What you need to do:
The entries below must be repeated exactly. None may be skipped.
-- Records for this task follows --
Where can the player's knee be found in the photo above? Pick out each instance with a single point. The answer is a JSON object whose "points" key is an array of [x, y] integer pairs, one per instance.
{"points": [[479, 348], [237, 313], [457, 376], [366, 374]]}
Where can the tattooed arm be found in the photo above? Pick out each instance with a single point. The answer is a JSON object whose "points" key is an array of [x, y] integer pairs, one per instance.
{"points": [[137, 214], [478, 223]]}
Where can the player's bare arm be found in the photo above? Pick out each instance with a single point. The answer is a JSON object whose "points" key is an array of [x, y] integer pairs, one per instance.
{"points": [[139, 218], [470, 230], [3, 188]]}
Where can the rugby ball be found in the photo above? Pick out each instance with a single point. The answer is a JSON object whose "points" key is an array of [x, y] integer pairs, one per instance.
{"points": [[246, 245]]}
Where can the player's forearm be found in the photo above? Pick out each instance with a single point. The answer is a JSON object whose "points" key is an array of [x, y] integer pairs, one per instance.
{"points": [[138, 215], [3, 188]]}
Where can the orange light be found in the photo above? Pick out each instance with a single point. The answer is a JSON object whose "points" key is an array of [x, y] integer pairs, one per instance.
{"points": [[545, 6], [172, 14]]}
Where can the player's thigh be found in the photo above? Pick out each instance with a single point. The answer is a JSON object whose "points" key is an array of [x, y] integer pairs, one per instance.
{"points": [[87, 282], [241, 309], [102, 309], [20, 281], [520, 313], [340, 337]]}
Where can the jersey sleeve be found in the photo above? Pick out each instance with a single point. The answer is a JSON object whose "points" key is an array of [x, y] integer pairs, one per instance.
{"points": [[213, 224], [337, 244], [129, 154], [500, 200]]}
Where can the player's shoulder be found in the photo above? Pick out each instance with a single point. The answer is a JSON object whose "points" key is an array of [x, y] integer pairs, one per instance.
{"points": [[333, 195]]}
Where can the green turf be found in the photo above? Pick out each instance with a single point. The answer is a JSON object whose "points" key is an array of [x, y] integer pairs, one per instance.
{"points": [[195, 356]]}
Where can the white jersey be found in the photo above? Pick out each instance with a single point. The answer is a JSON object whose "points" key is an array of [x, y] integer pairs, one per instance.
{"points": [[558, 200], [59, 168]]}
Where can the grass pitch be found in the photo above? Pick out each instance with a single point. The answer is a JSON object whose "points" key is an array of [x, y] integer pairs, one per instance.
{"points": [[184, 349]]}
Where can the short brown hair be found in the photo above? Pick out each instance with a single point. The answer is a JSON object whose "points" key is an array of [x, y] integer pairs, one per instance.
-- Records for this task concluded --
Finished exercise:
Where can the player's knee be found in the photo above? Pick out each instance with a single point. The answer is a JSON object whose "points" key is an array of [x, y] integer pairs, one per instance.
{"points": [[479, 348], [237, 313], [457, 376], [366, 374]]}
Where can the tattooed arm be found in the photo above? Pick out each instance with a single point. The answer is a JSON object whose "points" key is an array of [x, y] integer pairs, one per instance.
{"points": [[137, 214], [478, 223]]}
Where can the player's bare arm be found in the photo above? Pick out each instance with a single point. The answer is a JSON object whose "points" key is an array of [x, y] integer pairs, one per instance.
{"points": [[139, 218], [470, 230], [3, 188]]}
Where can the rugby ball be found in the photo above? Pick out each instance with a single point. The answer is a JSON object whose "points" key is an array of [x, y] integer pairs, one per instance.
{"points": [[246, 245]]}
Where can the player's forearm be found in the photo above? Pick out each instance with a single point. The answer is a JSON object whose "points" key is an array of [x, y] integer pairs, one per instance.
{"points": [[138, 215], [3, 188]]}
Where can the orange light be found in the photo above? Pick out each instance with a single point. The answer is a JSON object whose "points" key is an array of [x, y] integer pairs, one per instance.
{"points": [[545, 6], [172, 14]]}
Where can the player's thigh be found in the photo above? Pick out each instance with a single point. The answer is a JSON object whose "points" key is an array of [x, y] integer pairs, one per instance.
{"points": [[87, 282], [241, 309], [102, 309], [20, 281], [520, 313], [340, 337]]}
Where can the jersey sleeve be found in the photo above? Pick out each instance with a single point. The answer is a JSON object whose "points" key is an array of [x, y] integer pairs, one per instance.
{"points": [[213, 224], [337, 244], [129, 154], [500, 200]]}
Where can the player's shoulder be found in the photo above? Pick out each instance with a single point. The answer is a JSON object whose "points" key is an array of [x, y] integer pairs, one per instance.
{"points": [[333, 195]]}
Where can the green turf be found in the photo above? Pick out each instance with a single point. The answer is a JSON object whose "points" key is an array of [x, y] integer pairs, one per instance.
{"points": [[195, 356]]}
Where can the white jersey be found in the photo above? Pick out each instance with a single point. The answer is a JSON object whose "points" key is an array of [x, y] integer pairs, one per instance.
{"points": [[558, 200], [59, 168]]}
Where can the grass pitch be found in the photo above? Pick out each instance with a single point. The answer is a JSON object whose "points" key is an array of [x, y] integer pairs, one per instance.
{"points": [[184, 349]]}
Where can the short brown hair be found in the photo above? Pick out each instance with a single point. The answer is a JSON object whose "points" key is an array of [x, y] integer pairs, one per instance.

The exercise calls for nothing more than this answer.